### What is needed
Can you pull out every line below that contains the word "black" and copy each one in full?

*** Entries supplied

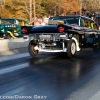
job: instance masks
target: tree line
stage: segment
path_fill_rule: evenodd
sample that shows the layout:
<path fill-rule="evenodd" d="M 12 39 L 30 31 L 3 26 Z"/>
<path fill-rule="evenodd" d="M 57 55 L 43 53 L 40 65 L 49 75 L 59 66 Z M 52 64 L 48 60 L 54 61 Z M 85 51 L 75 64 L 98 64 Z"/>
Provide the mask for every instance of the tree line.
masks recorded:
<path fill-rule="evenodd" d="M 36 16 L 69 15 L 74 12 L 100 11 L 100 0 L 35 0 Z M 32 2 L 33 16 L 33 2 Z M 81 8 L 80 8 L 81 7 Z M 30 20 L 30 0 L 0 0 L 1 18 L 24 18 Z"/>

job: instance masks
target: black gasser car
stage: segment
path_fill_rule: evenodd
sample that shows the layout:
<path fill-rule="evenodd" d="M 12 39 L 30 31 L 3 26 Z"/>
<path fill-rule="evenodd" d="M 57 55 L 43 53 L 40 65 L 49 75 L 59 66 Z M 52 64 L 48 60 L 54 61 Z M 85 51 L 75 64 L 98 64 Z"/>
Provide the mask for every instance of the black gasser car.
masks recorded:
<path fill-rule="evenodd" d="M 31 38 L 31 56 L 49 49 L 67 52 L 72 57 L 82 48 L 98 48 L 100 45 L 100 31 L 96 22 L 85 16 L 50 17 L 48 25 L 22 26 L 21 29 L 24 35 Z"/>

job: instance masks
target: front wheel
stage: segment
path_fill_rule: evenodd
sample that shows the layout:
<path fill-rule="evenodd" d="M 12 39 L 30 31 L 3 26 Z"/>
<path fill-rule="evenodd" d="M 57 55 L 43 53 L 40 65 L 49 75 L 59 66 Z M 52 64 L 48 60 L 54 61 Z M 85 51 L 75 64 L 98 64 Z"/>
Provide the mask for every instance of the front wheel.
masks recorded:
<path fill-rule="evenodd" d="M 29 43 L 28 51 L 32 57 L 37 56 L 39 53 L 39 51 L 36 49 L 36 46 L 32 45 L 31 42 Z"/>
<path fill-rule="evenodd" d="M 76 54 L 76 43 L 73 39 L 69 40 L 67 43 L 67 55 L 68 57 L 75 56 Z"/>

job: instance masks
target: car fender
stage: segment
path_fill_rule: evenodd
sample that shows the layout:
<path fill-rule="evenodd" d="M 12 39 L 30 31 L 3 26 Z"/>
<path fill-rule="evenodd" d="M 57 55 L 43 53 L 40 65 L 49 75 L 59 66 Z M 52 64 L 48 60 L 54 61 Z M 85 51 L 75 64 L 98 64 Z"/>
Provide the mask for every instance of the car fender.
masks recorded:
<path fill-rule="evenodd" d="M 76 43 L 76 51 L 80 51 L 81 49 L 80 49 L 80 47 L 79 47 L 79 43 L 78 43 L 77 39 L 74 38 L 74 37 L 72 37 L 72 39 L 73 39 L 73 40 L 75 41 L 75 43 Z"/>

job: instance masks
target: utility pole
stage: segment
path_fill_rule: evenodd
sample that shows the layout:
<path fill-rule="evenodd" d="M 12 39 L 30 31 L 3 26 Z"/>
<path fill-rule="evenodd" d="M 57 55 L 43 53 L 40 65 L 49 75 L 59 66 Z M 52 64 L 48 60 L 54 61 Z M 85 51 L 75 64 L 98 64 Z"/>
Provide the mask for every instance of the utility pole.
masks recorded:
<path fill-rule="evenodd" d="M 33 8 L 34 8 L 34 26 L 36 26 L 36 8 L 35 8 L 35 0 L 33 0 Z"/>

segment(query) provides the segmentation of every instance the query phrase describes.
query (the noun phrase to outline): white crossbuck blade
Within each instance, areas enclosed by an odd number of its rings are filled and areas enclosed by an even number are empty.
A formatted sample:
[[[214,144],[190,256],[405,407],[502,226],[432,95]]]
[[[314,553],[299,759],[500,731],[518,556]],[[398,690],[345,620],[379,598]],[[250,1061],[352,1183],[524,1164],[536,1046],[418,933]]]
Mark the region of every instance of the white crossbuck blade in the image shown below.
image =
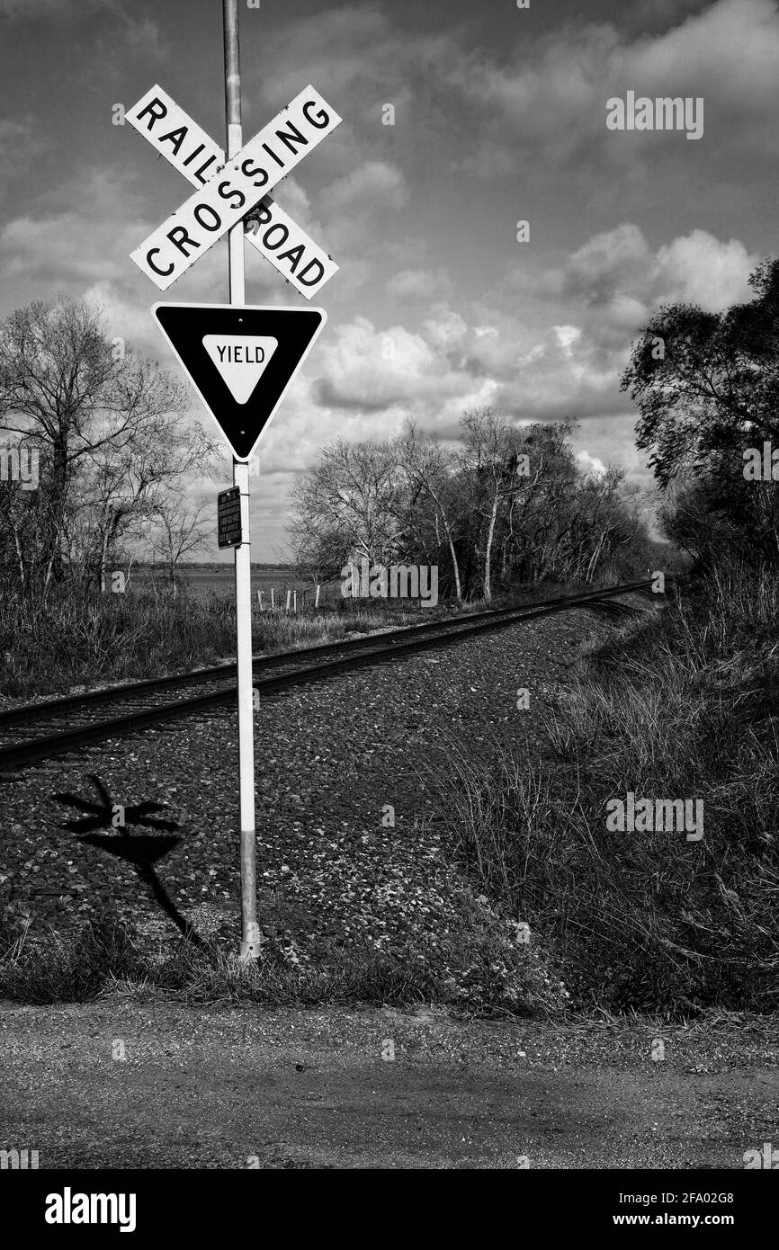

******

### Exercise result
target: black gasser car
Provide the mask for every instance of the black gasser car.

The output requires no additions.